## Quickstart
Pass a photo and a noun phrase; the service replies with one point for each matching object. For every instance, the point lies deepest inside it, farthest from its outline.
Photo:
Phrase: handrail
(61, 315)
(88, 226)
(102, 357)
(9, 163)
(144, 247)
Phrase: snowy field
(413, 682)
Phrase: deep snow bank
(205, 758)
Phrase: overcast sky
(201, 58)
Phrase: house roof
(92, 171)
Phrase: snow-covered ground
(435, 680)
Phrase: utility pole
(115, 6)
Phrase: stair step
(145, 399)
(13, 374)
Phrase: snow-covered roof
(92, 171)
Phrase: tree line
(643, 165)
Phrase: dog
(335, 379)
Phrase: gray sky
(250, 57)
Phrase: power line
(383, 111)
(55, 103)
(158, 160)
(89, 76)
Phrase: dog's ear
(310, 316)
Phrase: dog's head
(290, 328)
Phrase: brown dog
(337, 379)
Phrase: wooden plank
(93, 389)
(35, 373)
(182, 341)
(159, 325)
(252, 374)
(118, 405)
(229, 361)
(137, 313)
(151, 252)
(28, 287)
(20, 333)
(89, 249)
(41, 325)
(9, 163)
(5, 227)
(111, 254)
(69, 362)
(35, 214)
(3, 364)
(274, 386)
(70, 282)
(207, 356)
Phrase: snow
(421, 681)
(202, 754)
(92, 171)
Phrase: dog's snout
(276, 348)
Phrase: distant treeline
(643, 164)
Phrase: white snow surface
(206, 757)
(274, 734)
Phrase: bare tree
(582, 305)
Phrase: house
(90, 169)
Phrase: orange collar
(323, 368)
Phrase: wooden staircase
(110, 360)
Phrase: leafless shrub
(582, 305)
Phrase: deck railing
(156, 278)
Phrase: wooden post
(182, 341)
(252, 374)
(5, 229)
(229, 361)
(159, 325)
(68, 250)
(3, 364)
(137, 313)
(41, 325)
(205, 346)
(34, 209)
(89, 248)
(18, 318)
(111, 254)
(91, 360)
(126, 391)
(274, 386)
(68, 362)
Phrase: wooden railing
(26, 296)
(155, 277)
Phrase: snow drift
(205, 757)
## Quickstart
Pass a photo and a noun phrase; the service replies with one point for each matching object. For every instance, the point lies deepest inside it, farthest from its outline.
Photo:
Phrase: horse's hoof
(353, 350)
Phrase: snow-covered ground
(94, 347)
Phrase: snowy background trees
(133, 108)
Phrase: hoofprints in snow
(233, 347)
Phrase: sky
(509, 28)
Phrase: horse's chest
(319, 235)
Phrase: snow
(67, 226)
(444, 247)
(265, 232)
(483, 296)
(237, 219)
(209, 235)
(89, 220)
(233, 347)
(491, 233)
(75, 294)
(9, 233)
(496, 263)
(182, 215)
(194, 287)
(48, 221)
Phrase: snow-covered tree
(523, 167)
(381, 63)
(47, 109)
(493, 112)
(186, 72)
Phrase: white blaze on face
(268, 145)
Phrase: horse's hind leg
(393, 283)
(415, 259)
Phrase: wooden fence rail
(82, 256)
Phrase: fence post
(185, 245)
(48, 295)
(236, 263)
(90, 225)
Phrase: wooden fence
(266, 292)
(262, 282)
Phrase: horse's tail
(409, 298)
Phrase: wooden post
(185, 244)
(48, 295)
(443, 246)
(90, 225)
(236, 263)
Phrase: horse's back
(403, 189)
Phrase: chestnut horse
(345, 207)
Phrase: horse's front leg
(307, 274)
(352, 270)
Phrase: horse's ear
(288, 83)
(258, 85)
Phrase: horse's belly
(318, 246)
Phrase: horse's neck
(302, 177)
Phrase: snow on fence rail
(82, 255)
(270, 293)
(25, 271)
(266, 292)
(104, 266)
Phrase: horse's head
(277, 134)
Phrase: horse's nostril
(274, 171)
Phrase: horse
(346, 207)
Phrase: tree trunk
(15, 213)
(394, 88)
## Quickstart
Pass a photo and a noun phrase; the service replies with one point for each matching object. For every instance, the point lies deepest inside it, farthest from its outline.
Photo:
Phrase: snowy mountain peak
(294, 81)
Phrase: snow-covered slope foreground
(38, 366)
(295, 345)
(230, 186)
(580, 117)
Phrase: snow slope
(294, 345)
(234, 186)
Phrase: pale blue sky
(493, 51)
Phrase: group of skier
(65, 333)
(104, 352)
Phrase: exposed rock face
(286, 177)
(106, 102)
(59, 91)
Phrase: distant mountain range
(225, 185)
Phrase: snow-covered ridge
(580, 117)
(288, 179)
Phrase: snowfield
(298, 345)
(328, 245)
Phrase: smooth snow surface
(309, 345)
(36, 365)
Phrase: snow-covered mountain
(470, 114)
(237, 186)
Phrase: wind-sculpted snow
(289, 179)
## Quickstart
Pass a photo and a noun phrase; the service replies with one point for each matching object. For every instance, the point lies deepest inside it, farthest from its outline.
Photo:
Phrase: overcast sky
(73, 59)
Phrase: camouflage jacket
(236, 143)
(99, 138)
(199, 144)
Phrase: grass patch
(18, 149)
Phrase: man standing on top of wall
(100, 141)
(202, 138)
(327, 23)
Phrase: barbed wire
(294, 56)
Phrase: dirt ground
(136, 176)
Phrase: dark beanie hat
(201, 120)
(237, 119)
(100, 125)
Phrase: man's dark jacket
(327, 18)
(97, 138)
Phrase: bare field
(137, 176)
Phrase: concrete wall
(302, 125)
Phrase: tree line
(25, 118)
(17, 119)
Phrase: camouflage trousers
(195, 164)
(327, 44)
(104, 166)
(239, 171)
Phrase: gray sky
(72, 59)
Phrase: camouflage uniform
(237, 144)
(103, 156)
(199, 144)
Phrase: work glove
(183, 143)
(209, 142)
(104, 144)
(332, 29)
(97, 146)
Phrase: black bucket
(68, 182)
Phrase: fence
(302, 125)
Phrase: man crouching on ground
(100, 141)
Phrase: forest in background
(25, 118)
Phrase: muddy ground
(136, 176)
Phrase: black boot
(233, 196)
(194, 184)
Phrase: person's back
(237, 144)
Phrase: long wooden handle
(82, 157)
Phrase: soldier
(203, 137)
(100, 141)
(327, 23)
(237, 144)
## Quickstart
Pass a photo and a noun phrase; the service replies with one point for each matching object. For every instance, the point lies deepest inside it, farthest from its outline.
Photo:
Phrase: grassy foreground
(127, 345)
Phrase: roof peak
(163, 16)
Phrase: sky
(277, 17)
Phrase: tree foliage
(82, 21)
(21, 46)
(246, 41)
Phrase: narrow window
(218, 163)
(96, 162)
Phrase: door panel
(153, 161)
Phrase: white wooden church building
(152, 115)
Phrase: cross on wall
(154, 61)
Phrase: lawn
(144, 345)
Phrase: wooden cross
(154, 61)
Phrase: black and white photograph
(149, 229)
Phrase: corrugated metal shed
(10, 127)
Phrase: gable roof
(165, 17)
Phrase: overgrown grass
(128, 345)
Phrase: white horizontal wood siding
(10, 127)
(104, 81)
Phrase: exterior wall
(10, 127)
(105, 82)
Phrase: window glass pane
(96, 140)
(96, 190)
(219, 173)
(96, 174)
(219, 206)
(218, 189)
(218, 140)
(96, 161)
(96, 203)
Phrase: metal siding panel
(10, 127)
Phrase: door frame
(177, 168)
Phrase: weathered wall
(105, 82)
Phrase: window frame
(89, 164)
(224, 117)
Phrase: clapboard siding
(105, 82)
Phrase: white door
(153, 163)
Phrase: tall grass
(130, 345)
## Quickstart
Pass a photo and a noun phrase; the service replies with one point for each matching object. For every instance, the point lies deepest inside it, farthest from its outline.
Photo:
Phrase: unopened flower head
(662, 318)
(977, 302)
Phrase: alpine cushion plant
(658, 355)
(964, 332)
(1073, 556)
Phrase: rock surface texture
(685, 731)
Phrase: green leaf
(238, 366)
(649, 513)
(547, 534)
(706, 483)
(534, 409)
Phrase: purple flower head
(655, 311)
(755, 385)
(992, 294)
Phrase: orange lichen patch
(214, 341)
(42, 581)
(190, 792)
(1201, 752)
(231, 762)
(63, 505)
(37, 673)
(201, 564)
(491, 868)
◆ ◆ ◆
» EXERCISE OBJECTIVE
Your task is to return, exactly and on their own, the lines from the one containing "Phrase: alpine cushion plant" through the last line of the listing.

» EXERCISE SOLUTION
Phrase: alpine cushion plant
(658, 355)
(964, 332)
(1073, 556)
Phrase: rock surface texture
(685, 731)
Phrase: green leaf
(238, 366)
(649, 513)
(547, 534)
(706, 483)
(534, 409)
Phrase: purple flower head
(655, 311)
(755, 385)
(992, 294)
Phrase: orange lichen patch
(214, 341)
(42, 581)
(190, 792)
(1201, 752)
(231, 762)
(63, 505)
(37, 673)
(201, 564)
(491, 868)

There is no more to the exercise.